*Text section*.
——————————

I Pit fsck'ing FARMER JACK

That’s right. Some of you know I’m a dire enemy of those G-d damned supermarket “value club” type of bullshit, privacy-invading cards. Well, my favorite local grocery spot – Farmer Jack – has re-implemented their bullshit program, and now I’m going to have to find yet another new store to shop at. FUCK YOU, FARMER JACK. Dropping the card when you were in bankruptcy SAVED YOUR ASS. What do you expect to be different this time around?

I’m a premium shopper. I don’t care about prices unless I know that people are paying less than I am at the same store. Then it pisses me off. I buy good shit, and lots of it. Farmer Jack CARRIES the good shit, because it’s NOT a Kroger that’s interested in getting only the lowest-common-denominator, penny-pinching, non-loyal customer. Now that FJ is going after the poor, penny-pinching slob crowd, all of the good, premium shit is going to dry up, because that’s not the crowd that buys the premium stuff! High margin stuff!

What the fsck are they thinking? How are they going to afford to keep their stores the cleanest around when all they cater to are pobes? What’s going to happen to the knowledgeable produce manager when only welfare recipients want to buy Shake 'n Bake instead of fresh veggies? Am I going to have to fsck’ing special order the g-d beef tenderloin now that it’s a fsck’ing discount store?

Wherefore art Thou, FARMER JACK-ass???

Probably best for all concerned. Wouldn’t want to be out there breathing the same air as the pobes. (What’s a pobe?)

I think “fsck” is actually more distracting, and draws more attention to itself, than “fuck.” If you’re going to curse, just go for the gold, man.

Agreed on the stupid “value card” things. If I was an apocalyptic Xtian, I’d be **all over ** the goddamned things with my “mark-of-the-beast” hysteria. :mad:

Fucking pobes.

I like to kick them in the nuts. They’re not real people, so I don’t get in trouble for it.

Breathing my air. Shopping in my store. Driving on my roads.

Fucking pobes. If only I could come up with a terminal algorithm.


Does Meijer have those those cards yet?

I miss Meijer. We have no good grocery stores down here in TX.

I really don’t understand all the hate and paranoia directed at the grocery store club cards. Most of them don’t require you to show ID before signing up, so you can give them a fake address and phone number if you’re that concerned for your privacy.

——————————

[Data listing]
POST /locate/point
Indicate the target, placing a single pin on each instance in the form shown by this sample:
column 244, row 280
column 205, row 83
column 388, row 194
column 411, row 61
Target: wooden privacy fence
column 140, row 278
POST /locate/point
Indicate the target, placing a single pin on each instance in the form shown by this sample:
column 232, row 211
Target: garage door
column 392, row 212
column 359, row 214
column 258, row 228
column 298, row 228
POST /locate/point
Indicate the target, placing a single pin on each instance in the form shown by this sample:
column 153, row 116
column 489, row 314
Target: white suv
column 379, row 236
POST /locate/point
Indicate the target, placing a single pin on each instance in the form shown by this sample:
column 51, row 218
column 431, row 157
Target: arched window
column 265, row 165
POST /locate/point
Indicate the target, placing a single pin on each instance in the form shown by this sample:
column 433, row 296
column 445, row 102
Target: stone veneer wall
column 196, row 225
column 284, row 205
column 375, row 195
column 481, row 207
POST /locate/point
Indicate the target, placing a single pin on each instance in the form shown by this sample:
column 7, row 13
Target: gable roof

——————————

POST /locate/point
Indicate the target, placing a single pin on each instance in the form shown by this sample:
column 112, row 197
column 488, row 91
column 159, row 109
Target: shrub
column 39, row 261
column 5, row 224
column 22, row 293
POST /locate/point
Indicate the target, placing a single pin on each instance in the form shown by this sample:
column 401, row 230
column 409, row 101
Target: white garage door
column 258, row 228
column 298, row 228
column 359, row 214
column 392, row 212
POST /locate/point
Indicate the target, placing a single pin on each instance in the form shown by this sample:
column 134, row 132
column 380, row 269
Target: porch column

——————————

*Exercise instructions*.
Answer these questions using the Farmer Jack thread above.
1. According to the opening post, what did Farmer Jack do with its card program while it was in bankruptcy?
2. Which store does one poster say they miss?
3. Which state does that same poster name as having no good grocery stores?

*Complete output*.
1. It dropped the card.
2. Meijer.
3. Texas (TX).